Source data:

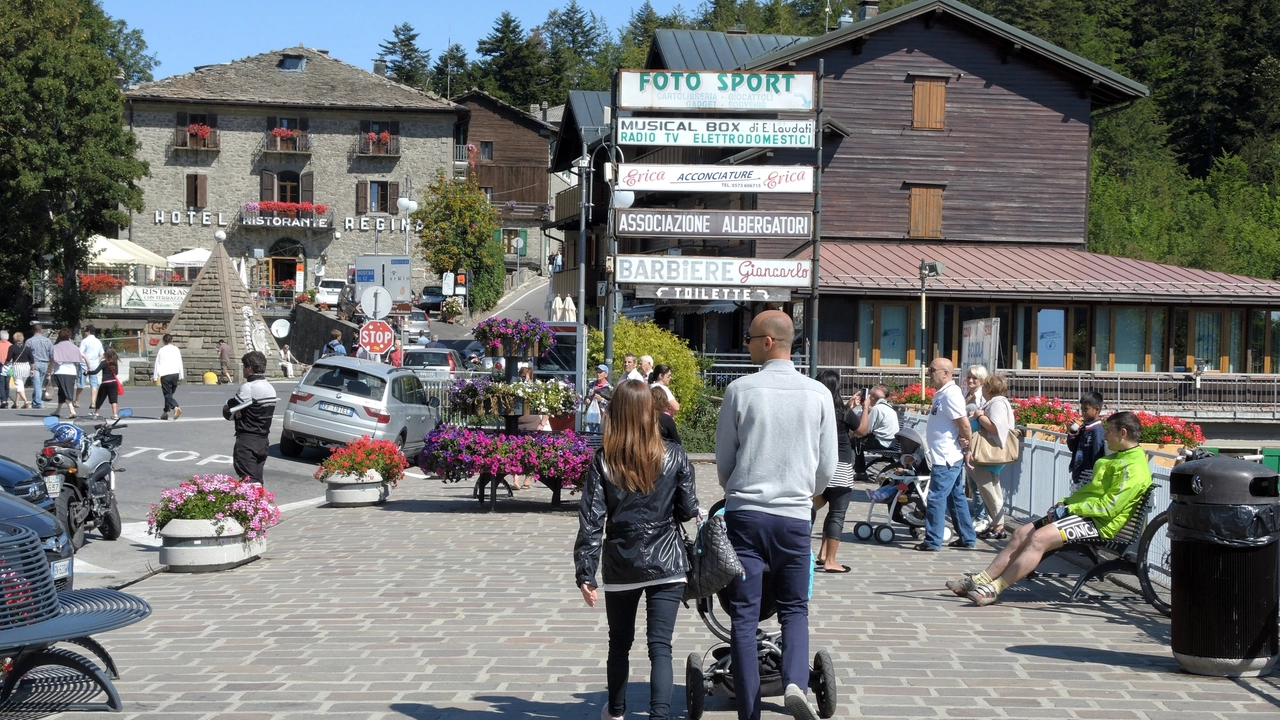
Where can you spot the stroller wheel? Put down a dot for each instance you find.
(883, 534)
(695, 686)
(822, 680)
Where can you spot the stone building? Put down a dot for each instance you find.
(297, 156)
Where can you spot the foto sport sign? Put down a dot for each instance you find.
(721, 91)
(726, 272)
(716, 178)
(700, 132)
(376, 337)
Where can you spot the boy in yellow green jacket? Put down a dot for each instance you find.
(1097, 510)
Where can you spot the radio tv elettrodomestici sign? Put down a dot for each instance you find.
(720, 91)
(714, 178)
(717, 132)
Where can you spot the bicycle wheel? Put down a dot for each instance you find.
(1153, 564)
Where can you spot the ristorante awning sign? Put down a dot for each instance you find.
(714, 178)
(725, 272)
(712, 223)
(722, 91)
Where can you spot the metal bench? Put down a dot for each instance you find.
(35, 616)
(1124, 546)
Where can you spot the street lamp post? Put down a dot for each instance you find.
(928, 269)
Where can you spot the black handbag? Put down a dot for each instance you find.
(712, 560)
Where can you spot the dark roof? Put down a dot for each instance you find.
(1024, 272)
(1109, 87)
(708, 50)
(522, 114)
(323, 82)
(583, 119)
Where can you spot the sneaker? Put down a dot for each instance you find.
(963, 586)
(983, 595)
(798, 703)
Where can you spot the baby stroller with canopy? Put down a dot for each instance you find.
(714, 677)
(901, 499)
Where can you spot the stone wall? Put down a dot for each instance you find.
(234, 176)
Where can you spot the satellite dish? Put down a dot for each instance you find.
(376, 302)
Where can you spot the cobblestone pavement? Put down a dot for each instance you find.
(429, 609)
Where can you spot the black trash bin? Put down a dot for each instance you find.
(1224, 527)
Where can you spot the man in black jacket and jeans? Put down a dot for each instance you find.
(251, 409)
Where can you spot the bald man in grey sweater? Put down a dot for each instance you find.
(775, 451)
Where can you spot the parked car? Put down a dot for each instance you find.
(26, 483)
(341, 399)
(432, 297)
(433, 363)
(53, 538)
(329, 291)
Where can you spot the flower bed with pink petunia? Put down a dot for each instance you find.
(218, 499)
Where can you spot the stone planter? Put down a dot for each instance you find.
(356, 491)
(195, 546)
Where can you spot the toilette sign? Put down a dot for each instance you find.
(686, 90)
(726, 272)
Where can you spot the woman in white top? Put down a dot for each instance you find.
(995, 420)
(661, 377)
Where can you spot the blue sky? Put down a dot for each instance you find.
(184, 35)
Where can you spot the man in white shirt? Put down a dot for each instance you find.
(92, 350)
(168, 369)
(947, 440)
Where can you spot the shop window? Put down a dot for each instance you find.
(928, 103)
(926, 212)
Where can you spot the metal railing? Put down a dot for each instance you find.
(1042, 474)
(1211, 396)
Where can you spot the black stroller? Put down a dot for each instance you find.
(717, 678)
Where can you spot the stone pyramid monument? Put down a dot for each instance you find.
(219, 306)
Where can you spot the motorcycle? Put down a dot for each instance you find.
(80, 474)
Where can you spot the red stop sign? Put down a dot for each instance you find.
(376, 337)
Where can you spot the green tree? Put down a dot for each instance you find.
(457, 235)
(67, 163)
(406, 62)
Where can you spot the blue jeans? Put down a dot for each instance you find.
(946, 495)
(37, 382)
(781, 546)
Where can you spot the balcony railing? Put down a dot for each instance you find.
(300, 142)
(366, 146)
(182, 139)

— What to do —
Your answer must contain the full data, repeated exactly, without pictures.

— Answer to this exercise —
Where can you spot the stroller wheel? Put down a dot for each instance you find.
(883, 534)
(695, 686)
(822, 680)
Where can you spot the stone building? Put down a dot for each instance you find.
(297, 156)
Where can you spot the foto sport sign? Put down a dot for each instance you find.
(721, 91)
(726, 272)
(716, 178)
(700, 132)
(376, 337)
Where can you spot the boy in yellow green jacket? Put down a dot for each instance you find.
(1097, 510)
Where can you spot the radio tv elettrodomestici sign? Put down a dot for each instance you find.
(720, 91)
(714, 178)
(717, 132)
Where can you spot the bicycle wheel? Put down a dot for each instance you find.
(1153, 564)
Where can you spot the ristorante awning sign? Put down a dot for each instance you find.
(714, 178)
(725, 272)
(712, 223)
(722, 91)
Where can you spot the metal bench? Put down a dot for each instance you find.
(35, 616)
(1124, 546)
Where can you spot the street lamp post? Put down a dot for each instance you find.
(928, 269)
Where can you spot the black handbag? Put down a dot for each instance you find.
(712, 560)
Where can you spot the dark roof? Put down a dot for each instance you find.
(1024, 272)
(1109, 87)
(708, 50)
(522, 114)
(323, 82)
(583, 119)
Where can you spot the sneaker? Put down a dot for each instance you find.
(963, 586)
(983, 595)
(798, 703)
Where can you spot the baby stroller with canopy? Put down a dot for each instance you find.
(714, 677)
(901, 499)
Where can you spot the stone wall? Put down a dot for each instance you find.
(234, 176)
Where can you spot the satellite dish? Put down a dot for each instance you find.
(376, 302)
Where can you spot the cobblestone pavement? Put down a dot for each instance you find.
(429, 609)
Where can you spot the black trash bin? Put down a dot for each instance you find.
(1224, 527)
Where can you spot the man in black jacket and jeans? Put down a dot for each instance you find.
(251, 409)
Where can you spot the bald man in grey sweater? Put down a dot for each instance you find.
(775, 451)
Where can you spot the parked car? Put down a dot for each instance you find.
(26, 483)
(341, 399)
(432, 297)
(433, 363)
(53, 538)
(329, 291)
Where can you spot the flower bed with pink petunia? Put down a dot for each instance you find.
(218, 499)
Where can you spot the stone planter? Put down a dot for each instance you find.
(356, 491)
(195, 546)
Where can you spot the toilette sign? Put down a dot for each instance you find.
(686, 90)
(726, 272)
Where can you spot the woman in white top? Put down a dot for each instance you find.
(995, 420)
(661, 377)
Where can you spot the blue sky? Put down a dot for each instance you find.
(184, 35)
Where can you spot the man in white shirt? Put down a dot for each instance you find.
(92, 350)
(168, 369)
(947, 440)
Where can you spot the shop window? Put down a dot for each instance you find.
(928, 103)
(926, 212)
Where can you spot the metal railing? Put down a dot for each instance you find.
(1042, 474)
(1211, 396)
Where can you spot the black stroller? Put down a dot for each instance you find.
(717, 678)
Where can you spot the stone pyramid monument? Put down a dot for each instance you find.
(219, 306)
Where can you spot the motorcycle? Put down a dot for each instance you find.
(80, 474)
Where can you spot the red stop sign? Put down a dot for each instance you find.
(376, 337)
Where can you spot the green tree? Put down a dot for each instance you find.
(457, 235)
(67, 163)
(406, 62)
Where can you spot the blue jeans? Put down a dot for each instance you find.
(946, 495)
(37, 382)
(781, 546)
Where can you spot the balcony railing? Put down a dot for each instance you find.
(300, 142)
(366, 146)
(182, 139)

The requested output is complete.